** Begin Given passage **
Dagster & Spark
Running Spark code often requires submitting code to a Databricks or EMR cluster. The Pyspark integration provides a Spark class with methods for configuration and constructing the spark-submit command for a Spark job.
This page is focused on using Pipes with specific Spark providers, such as AWS EMR or Databricks. Our guide about Building pipelines with PySpark provides more information on using Dagster Pipes to launch & monitor general PySpark jobs.
About Apache Spark
Apache Spark is an open source unified analytics engine for large-scale data processing. Spark provides an interface for programming clusters with implicit data parallelism and fault tolerance. It also provides libraries for graph computation, SQL for structured data processing, ML, and data science.
Using Dagster Pipes to run Spark jobs
Dagster pipes is our toolkit for orchestrating remote compute from Dagster. It allows you to run code outside of the Dagster process, and stream logs and events back to Dagster. This is the recommended approach for running Spark jobs.
With Pipes, the code inside the asset or op definition submits a Spark job to an external system like Databricks or AWS EMR, usually pointing to a jar or zip of Python files that contain the actual Spark data transformations and actions.
** End Given passage **
** Begin Data excerpts **
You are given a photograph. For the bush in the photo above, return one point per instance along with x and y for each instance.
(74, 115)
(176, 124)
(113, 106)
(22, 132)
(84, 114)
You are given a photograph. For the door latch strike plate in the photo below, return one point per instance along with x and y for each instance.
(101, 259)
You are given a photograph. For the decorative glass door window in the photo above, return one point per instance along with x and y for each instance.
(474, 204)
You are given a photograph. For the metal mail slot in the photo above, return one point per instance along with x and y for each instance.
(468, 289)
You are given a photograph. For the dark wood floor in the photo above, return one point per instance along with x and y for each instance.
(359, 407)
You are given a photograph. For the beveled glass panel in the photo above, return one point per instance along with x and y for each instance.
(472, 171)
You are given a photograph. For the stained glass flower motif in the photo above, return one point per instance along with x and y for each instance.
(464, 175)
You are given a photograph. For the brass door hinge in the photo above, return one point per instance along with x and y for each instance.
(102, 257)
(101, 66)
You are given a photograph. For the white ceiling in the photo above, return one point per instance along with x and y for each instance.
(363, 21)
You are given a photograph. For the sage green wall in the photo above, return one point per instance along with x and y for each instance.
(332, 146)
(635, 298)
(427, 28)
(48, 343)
** End Data excerpts **
- [Stated exercise A]: According to the Dagster & Spark page, what is the recommended approach for running Spark jobs?
- [Stated exercise B]: Turn the entries, from the line containing "You are given a photograph. For the sage" through the last line of the entries, into a JSON list of strings with one string per line, leaving out blank lines.
The Dagster & Spark page and the entries come from separate, unrelated sources.

- [Final answer A]: Using Dagster Pipes.

- [Final answer B]:
[
  "You are given a photograph. For the sage green wall in the photo above, return one point per instance along with x and y for each instance.",
  "(332, 146)",
  "(635, 298)",
  "(427, 28)",
  "(48, 343)"
]